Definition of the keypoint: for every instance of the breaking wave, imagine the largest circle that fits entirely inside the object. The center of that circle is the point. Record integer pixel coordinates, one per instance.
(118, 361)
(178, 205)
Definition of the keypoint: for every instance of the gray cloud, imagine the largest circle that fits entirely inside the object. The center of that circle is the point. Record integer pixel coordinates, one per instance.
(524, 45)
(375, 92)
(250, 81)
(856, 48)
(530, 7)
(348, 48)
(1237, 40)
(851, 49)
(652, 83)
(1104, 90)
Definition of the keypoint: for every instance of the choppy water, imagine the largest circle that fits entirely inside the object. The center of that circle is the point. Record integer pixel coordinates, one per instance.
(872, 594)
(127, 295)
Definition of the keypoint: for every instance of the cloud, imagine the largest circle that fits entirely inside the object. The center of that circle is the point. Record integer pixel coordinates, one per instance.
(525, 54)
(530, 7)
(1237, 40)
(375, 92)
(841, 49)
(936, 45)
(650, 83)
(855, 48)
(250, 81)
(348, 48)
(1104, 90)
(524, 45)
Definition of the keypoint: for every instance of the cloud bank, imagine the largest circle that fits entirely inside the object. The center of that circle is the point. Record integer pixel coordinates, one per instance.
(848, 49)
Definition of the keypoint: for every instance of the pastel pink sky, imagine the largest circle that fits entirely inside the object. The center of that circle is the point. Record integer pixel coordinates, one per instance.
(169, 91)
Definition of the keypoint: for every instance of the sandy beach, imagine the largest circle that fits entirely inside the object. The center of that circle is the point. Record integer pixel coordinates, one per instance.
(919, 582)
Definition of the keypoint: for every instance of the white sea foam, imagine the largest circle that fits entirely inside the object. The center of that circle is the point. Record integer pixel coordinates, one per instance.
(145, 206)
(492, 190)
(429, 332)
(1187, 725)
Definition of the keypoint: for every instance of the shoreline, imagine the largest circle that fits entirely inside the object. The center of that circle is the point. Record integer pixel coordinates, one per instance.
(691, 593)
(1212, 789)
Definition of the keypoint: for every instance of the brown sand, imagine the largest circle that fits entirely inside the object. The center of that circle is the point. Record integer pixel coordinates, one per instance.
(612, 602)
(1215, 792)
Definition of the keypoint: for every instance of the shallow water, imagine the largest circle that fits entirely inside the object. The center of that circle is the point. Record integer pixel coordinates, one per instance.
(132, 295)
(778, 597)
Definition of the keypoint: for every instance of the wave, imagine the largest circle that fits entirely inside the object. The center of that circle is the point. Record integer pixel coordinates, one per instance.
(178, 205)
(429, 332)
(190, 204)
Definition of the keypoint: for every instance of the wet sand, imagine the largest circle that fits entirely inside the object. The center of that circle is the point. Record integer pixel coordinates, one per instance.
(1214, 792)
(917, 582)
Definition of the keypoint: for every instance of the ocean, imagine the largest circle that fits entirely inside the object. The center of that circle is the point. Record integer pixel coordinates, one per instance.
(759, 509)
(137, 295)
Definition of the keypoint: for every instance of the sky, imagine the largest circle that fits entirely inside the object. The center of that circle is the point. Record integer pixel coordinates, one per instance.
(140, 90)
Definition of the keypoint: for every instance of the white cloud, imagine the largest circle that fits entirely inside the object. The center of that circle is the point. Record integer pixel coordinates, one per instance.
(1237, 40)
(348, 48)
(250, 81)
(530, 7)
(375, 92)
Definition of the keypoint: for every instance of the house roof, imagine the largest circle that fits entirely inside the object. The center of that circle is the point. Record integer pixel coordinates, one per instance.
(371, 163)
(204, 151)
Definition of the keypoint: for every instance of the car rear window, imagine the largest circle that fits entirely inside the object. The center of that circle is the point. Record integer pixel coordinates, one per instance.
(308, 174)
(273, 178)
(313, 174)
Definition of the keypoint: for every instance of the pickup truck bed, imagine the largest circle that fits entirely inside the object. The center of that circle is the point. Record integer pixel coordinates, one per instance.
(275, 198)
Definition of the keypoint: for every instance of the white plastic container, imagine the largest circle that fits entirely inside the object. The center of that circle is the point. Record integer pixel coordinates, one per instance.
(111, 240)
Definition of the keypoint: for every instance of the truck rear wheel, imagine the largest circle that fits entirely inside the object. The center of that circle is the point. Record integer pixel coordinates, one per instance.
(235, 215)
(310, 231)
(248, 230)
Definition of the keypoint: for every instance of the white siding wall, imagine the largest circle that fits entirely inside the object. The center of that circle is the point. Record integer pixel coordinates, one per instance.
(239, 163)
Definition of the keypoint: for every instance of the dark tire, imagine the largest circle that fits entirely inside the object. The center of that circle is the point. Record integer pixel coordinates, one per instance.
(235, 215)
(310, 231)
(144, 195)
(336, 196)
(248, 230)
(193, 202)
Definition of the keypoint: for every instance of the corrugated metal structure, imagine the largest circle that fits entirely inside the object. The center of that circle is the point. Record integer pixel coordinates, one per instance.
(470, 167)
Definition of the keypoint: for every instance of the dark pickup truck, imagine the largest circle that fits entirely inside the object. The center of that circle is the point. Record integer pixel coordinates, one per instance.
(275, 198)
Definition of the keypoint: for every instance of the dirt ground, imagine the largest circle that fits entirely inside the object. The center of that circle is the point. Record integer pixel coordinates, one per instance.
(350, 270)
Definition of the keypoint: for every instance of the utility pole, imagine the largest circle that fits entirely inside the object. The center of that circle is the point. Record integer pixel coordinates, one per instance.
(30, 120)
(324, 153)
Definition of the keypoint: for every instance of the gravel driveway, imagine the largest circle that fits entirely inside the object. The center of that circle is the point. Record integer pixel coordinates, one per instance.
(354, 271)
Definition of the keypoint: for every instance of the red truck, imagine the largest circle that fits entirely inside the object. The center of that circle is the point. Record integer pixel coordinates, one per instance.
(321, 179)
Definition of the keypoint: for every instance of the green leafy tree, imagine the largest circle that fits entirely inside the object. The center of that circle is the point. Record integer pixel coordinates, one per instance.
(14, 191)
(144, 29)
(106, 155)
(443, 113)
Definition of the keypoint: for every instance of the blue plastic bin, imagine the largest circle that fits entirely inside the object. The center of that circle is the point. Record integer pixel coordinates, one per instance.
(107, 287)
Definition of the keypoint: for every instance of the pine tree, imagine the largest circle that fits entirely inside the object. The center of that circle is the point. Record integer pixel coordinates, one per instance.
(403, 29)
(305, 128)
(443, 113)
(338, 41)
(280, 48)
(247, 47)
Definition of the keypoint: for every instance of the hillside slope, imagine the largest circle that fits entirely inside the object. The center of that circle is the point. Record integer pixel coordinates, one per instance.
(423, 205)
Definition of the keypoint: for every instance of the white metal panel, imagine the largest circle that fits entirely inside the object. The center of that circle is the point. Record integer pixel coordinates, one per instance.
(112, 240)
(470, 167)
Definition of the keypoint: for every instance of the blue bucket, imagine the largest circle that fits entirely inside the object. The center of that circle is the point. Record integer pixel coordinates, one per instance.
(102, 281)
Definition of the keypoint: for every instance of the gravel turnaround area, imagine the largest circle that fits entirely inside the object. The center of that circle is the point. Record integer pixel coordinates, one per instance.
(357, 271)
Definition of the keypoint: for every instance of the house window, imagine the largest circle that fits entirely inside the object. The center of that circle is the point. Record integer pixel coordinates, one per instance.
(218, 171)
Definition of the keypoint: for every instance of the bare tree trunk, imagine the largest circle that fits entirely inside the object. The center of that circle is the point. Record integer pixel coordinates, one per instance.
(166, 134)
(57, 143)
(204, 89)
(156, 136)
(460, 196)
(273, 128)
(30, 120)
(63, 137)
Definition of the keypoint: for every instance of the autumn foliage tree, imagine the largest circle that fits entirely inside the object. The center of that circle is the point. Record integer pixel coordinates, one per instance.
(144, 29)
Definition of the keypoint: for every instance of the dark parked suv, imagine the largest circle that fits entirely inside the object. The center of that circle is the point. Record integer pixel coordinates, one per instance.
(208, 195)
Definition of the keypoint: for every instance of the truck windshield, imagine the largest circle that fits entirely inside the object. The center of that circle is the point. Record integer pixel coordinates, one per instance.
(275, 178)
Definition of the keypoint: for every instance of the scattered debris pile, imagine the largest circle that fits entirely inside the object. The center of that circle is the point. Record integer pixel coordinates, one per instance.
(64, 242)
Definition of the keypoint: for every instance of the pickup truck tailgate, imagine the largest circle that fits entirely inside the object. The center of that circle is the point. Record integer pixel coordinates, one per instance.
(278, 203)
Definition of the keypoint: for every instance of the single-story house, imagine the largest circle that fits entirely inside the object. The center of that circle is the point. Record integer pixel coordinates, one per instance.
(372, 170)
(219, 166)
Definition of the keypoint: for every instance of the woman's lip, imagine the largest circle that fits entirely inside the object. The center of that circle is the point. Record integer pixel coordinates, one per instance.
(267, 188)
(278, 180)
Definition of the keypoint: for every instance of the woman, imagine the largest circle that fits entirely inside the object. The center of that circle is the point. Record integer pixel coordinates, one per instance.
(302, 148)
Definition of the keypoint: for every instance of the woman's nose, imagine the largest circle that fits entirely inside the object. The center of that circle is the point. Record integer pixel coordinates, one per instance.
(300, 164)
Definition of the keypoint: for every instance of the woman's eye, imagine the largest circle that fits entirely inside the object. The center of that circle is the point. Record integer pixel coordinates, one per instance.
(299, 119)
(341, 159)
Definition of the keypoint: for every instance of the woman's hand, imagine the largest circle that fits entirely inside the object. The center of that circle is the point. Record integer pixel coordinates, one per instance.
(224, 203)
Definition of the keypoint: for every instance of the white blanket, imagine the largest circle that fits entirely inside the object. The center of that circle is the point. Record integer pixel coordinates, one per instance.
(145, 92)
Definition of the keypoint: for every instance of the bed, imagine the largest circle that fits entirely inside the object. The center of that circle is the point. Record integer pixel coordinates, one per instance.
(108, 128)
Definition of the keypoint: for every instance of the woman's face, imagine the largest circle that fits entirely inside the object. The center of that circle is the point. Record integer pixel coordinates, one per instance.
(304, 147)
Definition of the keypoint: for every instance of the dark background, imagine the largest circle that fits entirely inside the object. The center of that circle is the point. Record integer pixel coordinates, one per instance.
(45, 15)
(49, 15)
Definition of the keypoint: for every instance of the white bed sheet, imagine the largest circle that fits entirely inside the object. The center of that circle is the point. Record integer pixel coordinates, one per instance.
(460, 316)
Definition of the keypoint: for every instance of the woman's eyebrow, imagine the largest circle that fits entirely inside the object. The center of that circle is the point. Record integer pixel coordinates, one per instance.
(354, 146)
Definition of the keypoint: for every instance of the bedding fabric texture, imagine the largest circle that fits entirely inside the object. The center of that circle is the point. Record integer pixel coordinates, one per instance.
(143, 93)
● ● ● ●
What to produce: Please reproduce the listing word for word, but only from the line that contains "woman's eye, imagine" to its last line, inclusive.

Expected answer:
Definition of the keypoint: for every instance of the woman's eye, imagine the largest circle that fits entirely inside the object. The center of that circle is the point. Record integer pixel coordinates, one per instance.
(299, 119)
(341, 159)
Definition of the keypoint: for every instance of the woman's hand, imagine the largest circle that fits entirely inside the object. The center of that circle is the point. Record integer pixel coordinates, one per instance.
(224, 203)
Definition of the keypoint: for every instance of the white blanket, imagine the largest circle that fits entirely inside the object. The center of that circle is the point. Record integer pixel coordinates, one per instance.
(145, 92)
Definition of the keypoint: for every instance of the bed, imagine the largest circle that fits entirely inside the object. The center of that circle is the point. Record integer pixel coordinates, one per instance.
(108, 128)
Definition of the keypoint: for every instance of the woman's face, imagine the largest circle that fits entirely inside the object. The center of that circle is the point. Record integer pixel coordinates, one per instance.
(304, 147)
Definition of the keypoint: for every instance of the dark background, imagine the largest circle that fits entirely inside the object. The center of that circle is the point. Record integer pixel coordinates, one per instance.
(45, 15)
(49, 15)
Definition of the keypoint: for every instance of the white bed sheet, imagine the largest circle that fits entirely inside the object. The center of that circle is the point. Record integer pixel coordinates, one per instance.
(460, 316)
Definition of the keypoint: for every instance of the woman's eyebrow, imagine the largest circle that fits entirely inside the object. The center of that circle is the point. Record integer pixel coordinates, one per instance.
(354, 146)
Definition of the keypoint: for every instance of the bedding fabric texture, imagine the largest circle that fits entirely inside the object. The center of that circle is the point. Record integer pixel coordinates, one per instance.
(143, 93)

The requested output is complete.